• _TEXTAUSZUG_:
:::

Leitsatz (amtlich)
1.
Steht wie vorliegend der bestreitenden Einlassung lediglich die belastende Aussage eines anderen Angeklagten gegenüber, sind auch nahe liegende Motive einer möglichen Falschbeschuldigung, insbesondere die Erwartung einer Milderung der eigenen Strafe oder eines sonstigen Vorteils, in die Überlegungen mit einzubeziehen.
2.
Besondere Bedeutung kommt hierbei der Analyse seiner Aussage zu.
3.
Der von der Staatsanwaltschaft gemäß ihrer Abschlussverfügung vom 16. Oktober 2002 eingeschlagene, vom Gesetz zwar nicht vorgesehene, grundsätzlich jedoch zulässige Weg (vgl. BGH NStZ 1996, 447), Anklage zur Strafkammer des Landgerichts zu erheben, um eine Verbindung dieser Sache mit dem dort gegen den Täter M. bereits anhängigen Verfahren zu erreichen, kann im Beschwerdeverfahren nicht weiter verfolgt werden.
Dem Senat bleibt daher nur die Möglichkeit, das Hauptverfahren vor dem nach dem Gesetz zuständigen Gericht zu eröffnen.
Verfahrensgang
LG Trier (Entscheidung vom 03.12.2002) |
Tenor
1.
Auf die sofortige Beschwerde der Staatsanwaltschaft wird der Beschluss der 1. Strafkammer des Landgerichts Trier vom 3. Dezember 2002 aufgehoben.

:::

Gespeicherte Datensätze:
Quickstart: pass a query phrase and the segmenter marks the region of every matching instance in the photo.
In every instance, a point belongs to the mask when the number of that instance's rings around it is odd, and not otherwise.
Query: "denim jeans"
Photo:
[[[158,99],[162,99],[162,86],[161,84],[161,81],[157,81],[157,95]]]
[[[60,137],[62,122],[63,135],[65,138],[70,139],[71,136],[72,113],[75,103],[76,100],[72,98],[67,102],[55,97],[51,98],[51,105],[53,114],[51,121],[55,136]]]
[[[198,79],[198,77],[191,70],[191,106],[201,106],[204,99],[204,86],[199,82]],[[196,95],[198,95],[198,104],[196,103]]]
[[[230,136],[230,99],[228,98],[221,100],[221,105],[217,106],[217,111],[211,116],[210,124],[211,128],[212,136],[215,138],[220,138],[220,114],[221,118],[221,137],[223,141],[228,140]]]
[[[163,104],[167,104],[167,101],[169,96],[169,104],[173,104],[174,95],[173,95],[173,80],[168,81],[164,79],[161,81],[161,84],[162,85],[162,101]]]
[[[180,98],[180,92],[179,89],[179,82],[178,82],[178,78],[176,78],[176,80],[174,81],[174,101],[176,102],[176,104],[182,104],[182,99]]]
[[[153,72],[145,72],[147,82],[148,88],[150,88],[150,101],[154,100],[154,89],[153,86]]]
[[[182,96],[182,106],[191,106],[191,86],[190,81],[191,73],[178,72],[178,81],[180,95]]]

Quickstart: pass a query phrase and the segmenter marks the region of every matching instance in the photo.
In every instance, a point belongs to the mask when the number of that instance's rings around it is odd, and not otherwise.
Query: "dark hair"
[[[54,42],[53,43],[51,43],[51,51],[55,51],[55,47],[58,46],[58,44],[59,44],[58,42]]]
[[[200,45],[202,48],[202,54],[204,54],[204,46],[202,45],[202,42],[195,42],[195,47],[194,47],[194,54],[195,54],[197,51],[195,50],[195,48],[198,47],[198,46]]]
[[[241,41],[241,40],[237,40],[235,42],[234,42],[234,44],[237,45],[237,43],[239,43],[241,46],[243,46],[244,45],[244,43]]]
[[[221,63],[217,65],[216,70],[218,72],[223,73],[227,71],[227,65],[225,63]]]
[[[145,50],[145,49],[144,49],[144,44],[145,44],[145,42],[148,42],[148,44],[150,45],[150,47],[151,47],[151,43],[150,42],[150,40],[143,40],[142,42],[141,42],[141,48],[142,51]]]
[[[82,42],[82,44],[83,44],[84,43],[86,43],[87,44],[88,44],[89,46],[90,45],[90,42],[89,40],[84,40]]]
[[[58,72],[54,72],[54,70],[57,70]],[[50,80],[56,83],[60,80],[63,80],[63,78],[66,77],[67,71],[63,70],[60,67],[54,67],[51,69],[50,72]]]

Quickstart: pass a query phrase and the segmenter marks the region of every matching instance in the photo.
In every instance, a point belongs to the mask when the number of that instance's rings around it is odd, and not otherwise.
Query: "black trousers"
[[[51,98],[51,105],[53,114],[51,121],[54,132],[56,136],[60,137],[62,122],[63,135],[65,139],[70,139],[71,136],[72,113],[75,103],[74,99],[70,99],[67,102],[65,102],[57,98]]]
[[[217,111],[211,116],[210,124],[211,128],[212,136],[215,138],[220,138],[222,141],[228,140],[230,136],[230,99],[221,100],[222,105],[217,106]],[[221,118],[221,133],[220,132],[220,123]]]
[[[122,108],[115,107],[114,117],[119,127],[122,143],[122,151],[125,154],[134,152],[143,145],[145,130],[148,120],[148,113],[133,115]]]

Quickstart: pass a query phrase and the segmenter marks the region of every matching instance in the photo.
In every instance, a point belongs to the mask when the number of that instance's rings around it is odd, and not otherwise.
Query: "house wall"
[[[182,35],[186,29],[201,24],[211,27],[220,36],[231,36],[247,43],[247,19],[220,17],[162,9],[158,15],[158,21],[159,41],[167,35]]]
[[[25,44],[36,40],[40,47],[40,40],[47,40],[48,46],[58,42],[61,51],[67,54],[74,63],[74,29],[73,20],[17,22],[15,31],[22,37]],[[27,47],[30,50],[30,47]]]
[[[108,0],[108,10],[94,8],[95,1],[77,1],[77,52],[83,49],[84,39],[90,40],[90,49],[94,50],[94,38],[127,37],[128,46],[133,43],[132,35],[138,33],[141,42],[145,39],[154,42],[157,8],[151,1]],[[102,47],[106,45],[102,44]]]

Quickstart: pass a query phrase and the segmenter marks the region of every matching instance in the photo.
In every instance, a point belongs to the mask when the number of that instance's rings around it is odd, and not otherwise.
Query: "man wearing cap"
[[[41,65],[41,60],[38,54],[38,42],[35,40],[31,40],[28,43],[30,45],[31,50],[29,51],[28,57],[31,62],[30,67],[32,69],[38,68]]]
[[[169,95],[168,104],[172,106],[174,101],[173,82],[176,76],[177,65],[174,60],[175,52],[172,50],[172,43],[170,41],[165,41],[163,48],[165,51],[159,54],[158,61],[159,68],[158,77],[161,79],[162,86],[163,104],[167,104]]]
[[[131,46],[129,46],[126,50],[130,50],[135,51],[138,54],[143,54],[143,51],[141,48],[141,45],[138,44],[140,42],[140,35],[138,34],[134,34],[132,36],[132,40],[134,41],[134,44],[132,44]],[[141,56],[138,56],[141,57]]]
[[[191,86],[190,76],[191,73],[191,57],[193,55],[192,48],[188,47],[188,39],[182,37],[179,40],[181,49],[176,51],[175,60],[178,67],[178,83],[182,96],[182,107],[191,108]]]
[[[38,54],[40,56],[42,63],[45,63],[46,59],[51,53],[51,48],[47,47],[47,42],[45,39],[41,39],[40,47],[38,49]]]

:::

Gib den Textauszug zum Beschluss über die sofortige Beschwerde vollständig und wortgetreu wieder. Die Datensätze stammen aus einer anderen Quelle.

• _ERGEBNIS DER AUFGABE_:
Leitsatz (amtlich)
1.
Steht wie vorliegend der bestreitenden Einlassung lediglich die belastende Aussage eines anderen Angeklagten gegenüber, sind auch nahe liegende Motive einer möglichen Falschbeschuldigung, insbesondere die Erwartung einer Milderung der eigenen Strafe oder eines sonstigen Vorteils, in die Überlegungen mit einzubeziehen.
2.
Besondere Bedeutung kommt hierbei der Analyse seiner Aussage zu.
3.
Der von der Staatsanwaltschaft gemäß ihrer Abschlussverfügung vom 16. Oktober 2002 eingeschlagene, vom Gesetz zwar nicht vorgesehene, grundsätzlich jedoch zulässige Weg (vgl. BGH NStZ 1996, 447), Anklage zur Strafkammer des Landgerichts zu erheben, um eine Verbindung dieser Sache mit dem dort gegen den Täter M. bereits anhängigen Verfahren zu erreichen, kann im Beschwerdeverfahren nicht weiter verfolgt werden.
Dem Senat bleibt daher nur die Möglichkeit, das Hauptverfahren vor dem nach dem Gesetz zuständigen Gericht zu eröffnen.
Verfahrensgang
LG Trier (Entscheidung vom 03.12.2002) |
Tenor
1.
Auf die sofortige Beschwerde der Staatsanwaltschaft wird der Beschluss der 1. Strafkammer des Landgerichts Trier vom 3. Dezember 2002 aufgehoben.